WHAT TO DO ▸
1. According to the email about universal type variables, what kind of type is a universal type variable T?
2. Edit the email about universal type variables: rewrite the part starting with "On Thu, Jul" and going on through "ref-ness or val-ness.", putting "B. Goetz" wherever "Brian Goetz" appears.
3. Resume the email about universal type variables, picking up right after its final sentence.

DOCUMENT ▸
########

Question about universal type variables

Kevin Bourrillion kevinb at google.com
Wed Aug 3 16:44:00 UTC 2022


On Thu, Jul 28, 2022 at 7:35 AM Brian Goetz <brian.goetz at oracle.com> wrote:

On 7/27/2022 5:09 PM, Kevin Bourrillion wrote:
>
> On Wed, Jul 27, 2022 at 12:22 PM Brian Goetz <brian.goetz at oracle.com>
> wrote:
>
>> The main question of this email is: if T is a universal type variable,
>> then *what kind of type* is that? Is it a reftype, a valtype, or
>> something else?
>>
>> It is a type of indeterminate ref-ness or val-ness.
>>
>
> This is to merely assert that Model 1 is correct. But I was asking for a
> fair consideration of both models and a discussion of *why* one is better
> than the other. It's not clear whether that was understood.
>
> I wanted to recap the decisions that we've already made about *how* it
> works,
>

Fine starting point, I was just trying to prompt the second step.

########

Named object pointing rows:
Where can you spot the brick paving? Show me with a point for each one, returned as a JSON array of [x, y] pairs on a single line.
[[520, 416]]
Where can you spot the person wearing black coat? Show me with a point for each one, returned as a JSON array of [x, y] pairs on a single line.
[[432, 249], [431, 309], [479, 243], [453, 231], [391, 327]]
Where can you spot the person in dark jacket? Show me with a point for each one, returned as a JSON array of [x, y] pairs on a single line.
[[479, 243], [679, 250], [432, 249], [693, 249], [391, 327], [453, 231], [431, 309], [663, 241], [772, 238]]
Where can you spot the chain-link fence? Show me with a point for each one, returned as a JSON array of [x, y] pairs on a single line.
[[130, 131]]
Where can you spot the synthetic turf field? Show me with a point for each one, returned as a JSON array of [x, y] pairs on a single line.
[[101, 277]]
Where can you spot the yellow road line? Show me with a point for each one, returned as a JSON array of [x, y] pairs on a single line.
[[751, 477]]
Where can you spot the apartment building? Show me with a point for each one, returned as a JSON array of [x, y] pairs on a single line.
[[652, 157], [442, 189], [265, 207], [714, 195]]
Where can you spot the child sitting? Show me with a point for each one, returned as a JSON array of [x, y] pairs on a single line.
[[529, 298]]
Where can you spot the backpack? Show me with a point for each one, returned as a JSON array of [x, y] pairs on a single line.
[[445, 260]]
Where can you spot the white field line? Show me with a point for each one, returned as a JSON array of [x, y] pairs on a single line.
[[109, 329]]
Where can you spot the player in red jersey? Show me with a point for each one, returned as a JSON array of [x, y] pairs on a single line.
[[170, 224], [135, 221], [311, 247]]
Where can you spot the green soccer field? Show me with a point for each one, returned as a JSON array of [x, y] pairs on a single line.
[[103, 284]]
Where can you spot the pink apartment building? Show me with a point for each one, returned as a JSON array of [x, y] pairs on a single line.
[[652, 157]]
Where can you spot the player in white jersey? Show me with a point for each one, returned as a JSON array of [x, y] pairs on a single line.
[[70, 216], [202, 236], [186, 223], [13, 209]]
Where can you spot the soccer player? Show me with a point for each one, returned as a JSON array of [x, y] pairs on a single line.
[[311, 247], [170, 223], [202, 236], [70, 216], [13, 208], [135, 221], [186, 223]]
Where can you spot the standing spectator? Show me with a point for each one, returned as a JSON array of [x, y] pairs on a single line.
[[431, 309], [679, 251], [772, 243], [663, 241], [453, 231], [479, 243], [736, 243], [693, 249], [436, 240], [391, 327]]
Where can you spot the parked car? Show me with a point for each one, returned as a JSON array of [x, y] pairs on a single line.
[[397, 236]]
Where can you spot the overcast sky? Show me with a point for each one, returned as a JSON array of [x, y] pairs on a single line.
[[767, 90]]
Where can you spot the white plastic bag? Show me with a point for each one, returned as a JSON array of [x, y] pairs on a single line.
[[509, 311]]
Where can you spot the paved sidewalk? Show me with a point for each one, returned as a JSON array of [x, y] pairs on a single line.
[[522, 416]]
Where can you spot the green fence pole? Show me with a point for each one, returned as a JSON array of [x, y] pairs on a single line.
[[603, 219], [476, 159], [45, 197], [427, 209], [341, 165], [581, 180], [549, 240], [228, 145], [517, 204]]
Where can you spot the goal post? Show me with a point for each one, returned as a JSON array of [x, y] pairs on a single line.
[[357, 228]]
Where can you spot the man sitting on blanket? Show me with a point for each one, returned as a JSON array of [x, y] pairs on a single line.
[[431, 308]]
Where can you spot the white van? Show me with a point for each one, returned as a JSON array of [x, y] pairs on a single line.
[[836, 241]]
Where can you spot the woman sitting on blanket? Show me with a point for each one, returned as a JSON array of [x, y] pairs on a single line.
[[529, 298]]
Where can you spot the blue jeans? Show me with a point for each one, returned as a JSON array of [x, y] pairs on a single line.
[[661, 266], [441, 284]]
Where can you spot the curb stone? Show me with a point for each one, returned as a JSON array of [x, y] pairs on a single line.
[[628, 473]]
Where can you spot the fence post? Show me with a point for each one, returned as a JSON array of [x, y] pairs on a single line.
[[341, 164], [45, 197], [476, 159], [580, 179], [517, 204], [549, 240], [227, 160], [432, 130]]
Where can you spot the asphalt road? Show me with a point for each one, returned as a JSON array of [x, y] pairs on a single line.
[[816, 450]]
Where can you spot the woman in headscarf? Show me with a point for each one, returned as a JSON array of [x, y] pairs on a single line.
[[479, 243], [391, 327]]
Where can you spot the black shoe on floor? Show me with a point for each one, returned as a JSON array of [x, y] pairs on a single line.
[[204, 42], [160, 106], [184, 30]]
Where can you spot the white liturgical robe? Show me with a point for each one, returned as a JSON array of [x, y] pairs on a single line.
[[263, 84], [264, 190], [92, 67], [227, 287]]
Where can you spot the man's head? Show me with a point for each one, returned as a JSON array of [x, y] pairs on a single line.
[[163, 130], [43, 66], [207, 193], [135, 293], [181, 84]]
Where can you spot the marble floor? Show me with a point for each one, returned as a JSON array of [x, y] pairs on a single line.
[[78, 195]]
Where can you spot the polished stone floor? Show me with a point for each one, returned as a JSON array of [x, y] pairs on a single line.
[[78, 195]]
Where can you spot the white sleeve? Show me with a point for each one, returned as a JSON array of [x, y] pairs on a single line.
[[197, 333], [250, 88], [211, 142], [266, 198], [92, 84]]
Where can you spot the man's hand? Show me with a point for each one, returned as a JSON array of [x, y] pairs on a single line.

########

EXERCISE RESPONSES ▸
1. It is a type of indeterminate ref-ness or val-ness.

2.
On Thu, Jul 28, 2022 at 7:35 AM B. Goetz <brian.goetz at oracle.com> wrote:

On 7/27/2022 5:09 PM, Kevin Bourrillion wrote:
>
> On Wed, Jul 27, 2022 at 12:22 PM B. Goetz <brian.goetz at oracle.com>
> wrote:
>
>> The main question of this email is: if T is a universal type variable,
>> then *what kind of type* is that? Is it a reftype, a valtype, or
>> something else?
>>
>> It is a type of indeterminate ref-ness or val-ness.

3.
before stepping onto the philosophical playing field.  Its not something
> we've discussed a lot, and wanted to make sure there were no misconceptions
> about how works.  (For example, it's easy to assume that "of course" things
> like `new T[3]` and `new T(foo)` might work under specialization, though
> these are fairly presumptuous assumptions.)
>
> I think this is worth some serious consideration, because having to say
> that there are three kinds of types now in Java would be quite
> disappointing.
>
>
> I don't think that type variables are actually a "kind" of type at all, in
> the way you are thinking.  In type theory,
>

I'm sure the theoretic argument is fine as far as it goes, but it's not
much help for the end user. My issue is with the user model we present to
the world; what "useful fictions" are we securing for them, that enable
them to read and write code with confidence?

I'm sure the notion that T is always a reference type would be initially
surprising to many; maybe enough so that that makes it the wrong model. But
I wanted to (re)state some advantages I see in it. (If some are built on
misunderstandings, I'm hoping to shake those out.)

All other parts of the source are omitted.